## What to do
Scan the data below for the string "chevrolet". Show every line where it turns up.
·····
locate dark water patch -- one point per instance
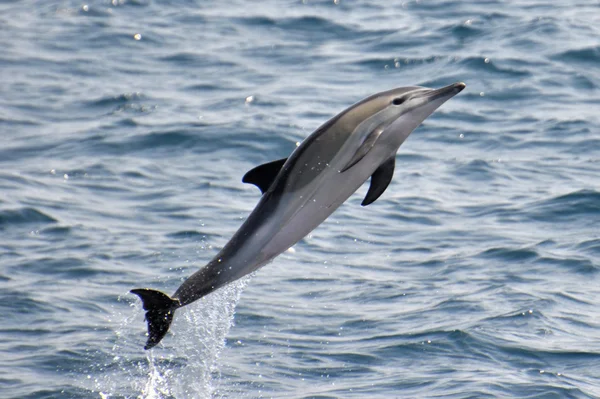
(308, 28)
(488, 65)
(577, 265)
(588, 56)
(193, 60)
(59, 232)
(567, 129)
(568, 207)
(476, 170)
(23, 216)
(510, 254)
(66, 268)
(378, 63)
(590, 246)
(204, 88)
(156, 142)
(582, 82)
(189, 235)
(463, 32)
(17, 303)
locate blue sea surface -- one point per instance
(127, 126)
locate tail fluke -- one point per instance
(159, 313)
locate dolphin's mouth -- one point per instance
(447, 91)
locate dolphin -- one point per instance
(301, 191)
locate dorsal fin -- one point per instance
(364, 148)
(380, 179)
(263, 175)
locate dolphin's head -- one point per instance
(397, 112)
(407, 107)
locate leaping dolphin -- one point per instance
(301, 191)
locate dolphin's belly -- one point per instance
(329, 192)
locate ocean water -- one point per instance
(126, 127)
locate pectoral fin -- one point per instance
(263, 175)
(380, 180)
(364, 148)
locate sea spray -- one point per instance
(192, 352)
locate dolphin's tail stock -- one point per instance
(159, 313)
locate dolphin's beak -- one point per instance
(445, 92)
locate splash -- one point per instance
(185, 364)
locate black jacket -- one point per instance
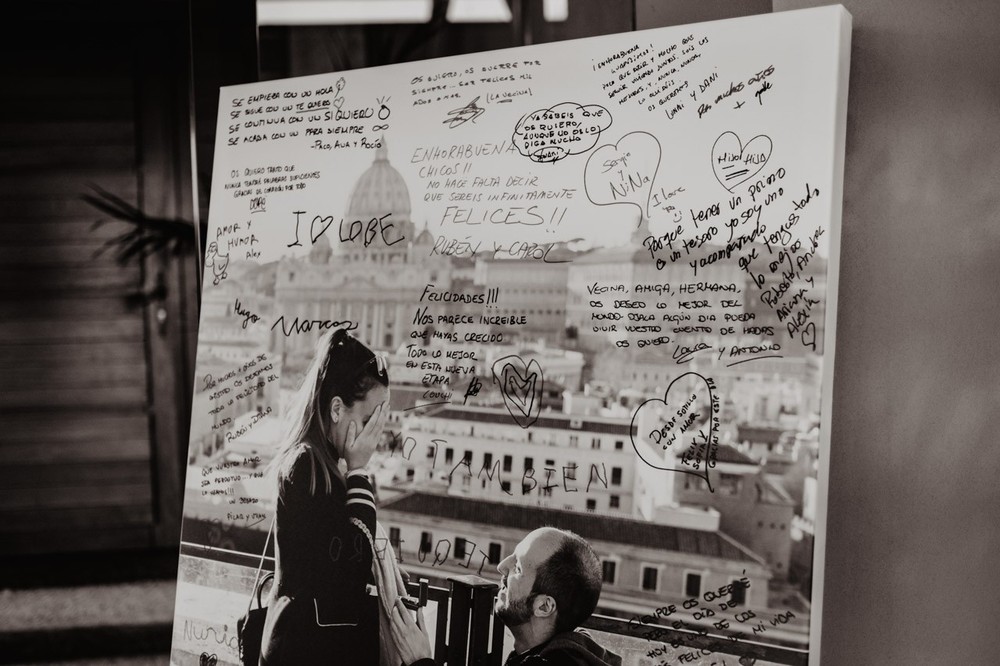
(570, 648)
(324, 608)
·····
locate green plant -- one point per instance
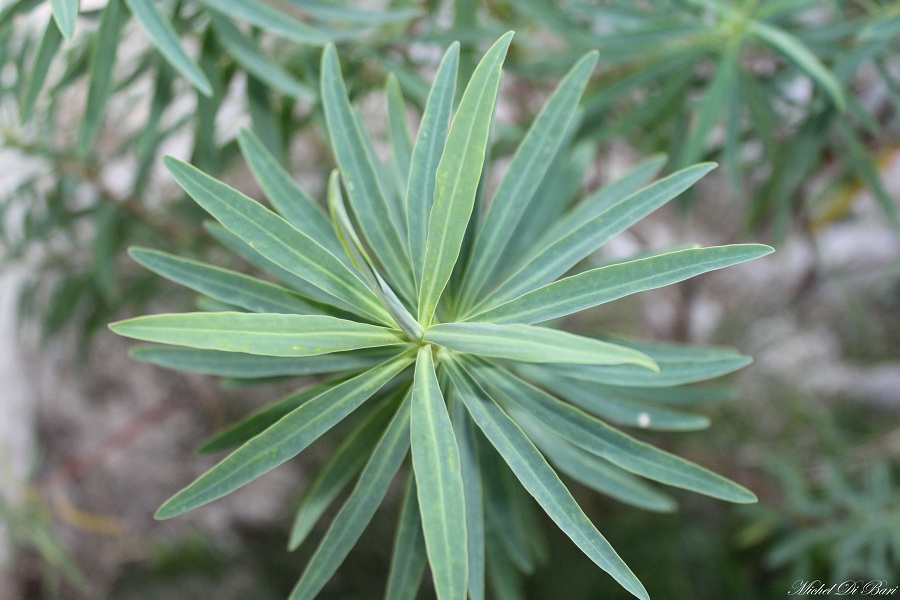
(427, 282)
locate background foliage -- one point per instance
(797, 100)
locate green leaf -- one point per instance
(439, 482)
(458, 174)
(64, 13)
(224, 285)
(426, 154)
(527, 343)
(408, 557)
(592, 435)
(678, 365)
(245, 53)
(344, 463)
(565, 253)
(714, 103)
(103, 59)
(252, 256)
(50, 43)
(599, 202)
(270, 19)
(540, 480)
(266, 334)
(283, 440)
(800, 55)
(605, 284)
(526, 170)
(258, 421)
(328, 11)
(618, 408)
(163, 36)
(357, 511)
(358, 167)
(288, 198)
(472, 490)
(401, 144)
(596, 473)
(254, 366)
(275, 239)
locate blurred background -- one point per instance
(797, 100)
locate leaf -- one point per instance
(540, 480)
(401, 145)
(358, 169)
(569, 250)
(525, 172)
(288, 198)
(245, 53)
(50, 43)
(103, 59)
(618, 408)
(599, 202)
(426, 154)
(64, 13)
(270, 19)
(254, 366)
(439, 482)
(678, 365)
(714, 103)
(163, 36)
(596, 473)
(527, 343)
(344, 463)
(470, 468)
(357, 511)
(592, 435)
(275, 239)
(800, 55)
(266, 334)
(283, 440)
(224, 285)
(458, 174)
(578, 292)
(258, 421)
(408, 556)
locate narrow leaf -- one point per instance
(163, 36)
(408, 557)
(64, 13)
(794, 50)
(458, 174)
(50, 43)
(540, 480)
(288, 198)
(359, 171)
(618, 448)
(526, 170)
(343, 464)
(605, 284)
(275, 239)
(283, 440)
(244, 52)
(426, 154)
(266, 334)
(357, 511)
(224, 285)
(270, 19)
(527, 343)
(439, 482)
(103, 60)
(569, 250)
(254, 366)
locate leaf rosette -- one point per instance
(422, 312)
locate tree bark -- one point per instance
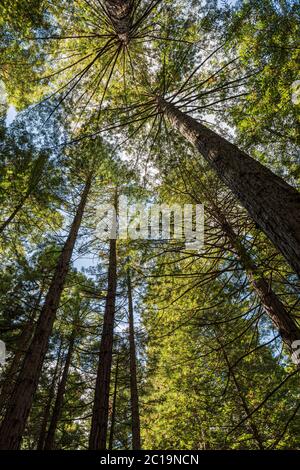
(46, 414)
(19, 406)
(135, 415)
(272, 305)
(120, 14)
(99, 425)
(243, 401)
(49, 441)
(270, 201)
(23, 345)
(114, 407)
·····
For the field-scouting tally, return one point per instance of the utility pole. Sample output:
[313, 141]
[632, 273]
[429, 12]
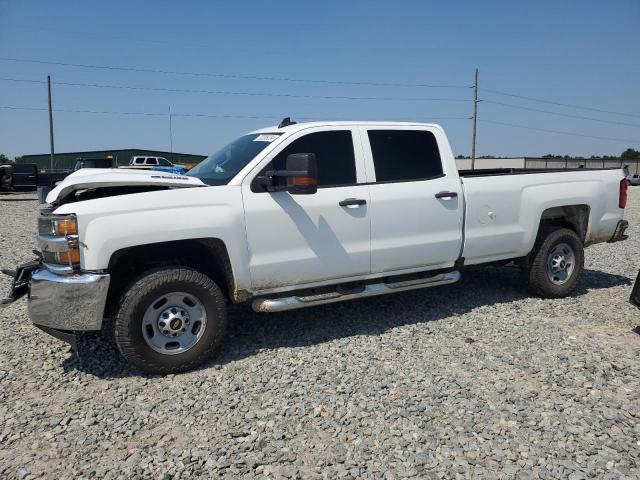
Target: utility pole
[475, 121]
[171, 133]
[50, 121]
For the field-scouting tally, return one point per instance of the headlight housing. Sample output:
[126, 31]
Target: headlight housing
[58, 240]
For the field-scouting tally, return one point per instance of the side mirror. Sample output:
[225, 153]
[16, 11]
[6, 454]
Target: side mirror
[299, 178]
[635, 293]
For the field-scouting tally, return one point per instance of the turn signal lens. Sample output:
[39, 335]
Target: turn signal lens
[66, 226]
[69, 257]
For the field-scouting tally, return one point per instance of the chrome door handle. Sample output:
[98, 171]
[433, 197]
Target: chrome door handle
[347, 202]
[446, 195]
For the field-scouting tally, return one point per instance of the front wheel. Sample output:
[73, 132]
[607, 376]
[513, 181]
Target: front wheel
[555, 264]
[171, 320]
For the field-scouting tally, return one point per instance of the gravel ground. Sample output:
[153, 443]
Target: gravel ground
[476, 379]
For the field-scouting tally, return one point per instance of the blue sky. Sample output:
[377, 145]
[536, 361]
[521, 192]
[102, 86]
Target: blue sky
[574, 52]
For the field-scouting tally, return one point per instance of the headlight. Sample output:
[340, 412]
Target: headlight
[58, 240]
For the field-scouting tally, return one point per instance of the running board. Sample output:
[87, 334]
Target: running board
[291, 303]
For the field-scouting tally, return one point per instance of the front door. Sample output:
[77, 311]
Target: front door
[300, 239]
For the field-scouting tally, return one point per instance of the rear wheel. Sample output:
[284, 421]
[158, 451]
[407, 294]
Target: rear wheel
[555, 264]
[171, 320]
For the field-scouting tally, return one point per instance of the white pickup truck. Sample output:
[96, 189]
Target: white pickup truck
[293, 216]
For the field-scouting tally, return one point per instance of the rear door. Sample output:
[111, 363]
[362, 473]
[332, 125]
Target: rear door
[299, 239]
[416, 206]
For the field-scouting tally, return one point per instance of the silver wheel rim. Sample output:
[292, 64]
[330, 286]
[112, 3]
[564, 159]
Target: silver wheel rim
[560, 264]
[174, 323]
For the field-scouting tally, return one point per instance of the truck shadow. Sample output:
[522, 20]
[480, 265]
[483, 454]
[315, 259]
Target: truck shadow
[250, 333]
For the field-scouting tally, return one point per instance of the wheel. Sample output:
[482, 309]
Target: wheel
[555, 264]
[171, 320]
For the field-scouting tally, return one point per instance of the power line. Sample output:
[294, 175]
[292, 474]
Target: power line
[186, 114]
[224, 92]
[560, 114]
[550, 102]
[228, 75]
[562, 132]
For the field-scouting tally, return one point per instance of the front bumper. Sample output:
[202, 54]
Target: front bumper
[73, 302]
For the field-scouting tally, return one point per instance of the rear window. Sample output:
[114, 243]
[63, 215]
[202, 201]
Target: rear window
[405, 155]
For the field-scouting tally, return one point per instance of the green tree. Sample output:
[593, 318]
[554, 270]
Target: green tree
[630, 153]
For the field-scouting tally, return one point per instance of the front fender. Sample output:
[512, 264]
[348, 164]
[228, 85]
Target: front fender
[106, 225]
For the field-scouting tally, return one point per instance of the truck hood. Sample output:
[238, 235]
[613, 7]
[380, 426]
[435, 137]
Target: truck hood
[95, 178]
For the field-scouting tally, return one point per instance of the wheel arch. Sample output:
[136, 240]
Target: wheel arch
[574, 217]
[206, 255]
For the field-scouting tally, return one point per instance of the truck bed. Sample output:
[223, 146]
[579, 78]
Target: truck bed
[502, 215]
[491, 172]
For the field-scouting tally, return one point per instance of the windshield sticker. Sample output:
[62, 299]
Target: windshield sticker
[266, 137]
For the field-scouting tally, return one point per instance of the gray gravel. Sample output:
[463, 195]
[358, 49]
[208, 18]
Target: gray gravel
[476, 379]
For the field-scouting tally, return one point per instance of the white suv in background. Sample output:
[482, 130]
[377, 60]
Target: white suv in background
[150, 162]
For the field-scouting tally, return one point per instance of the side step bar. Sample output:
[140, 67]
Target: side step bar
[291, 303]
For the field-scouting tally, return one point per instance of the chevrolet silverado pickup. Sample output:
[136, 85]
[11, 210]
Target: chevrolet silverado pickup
·····
## Exercise result
For the field-scouting tally, return one point per instance of the chevrolet silverado pickup. Sample output:
Target: chevrolet silverado pickup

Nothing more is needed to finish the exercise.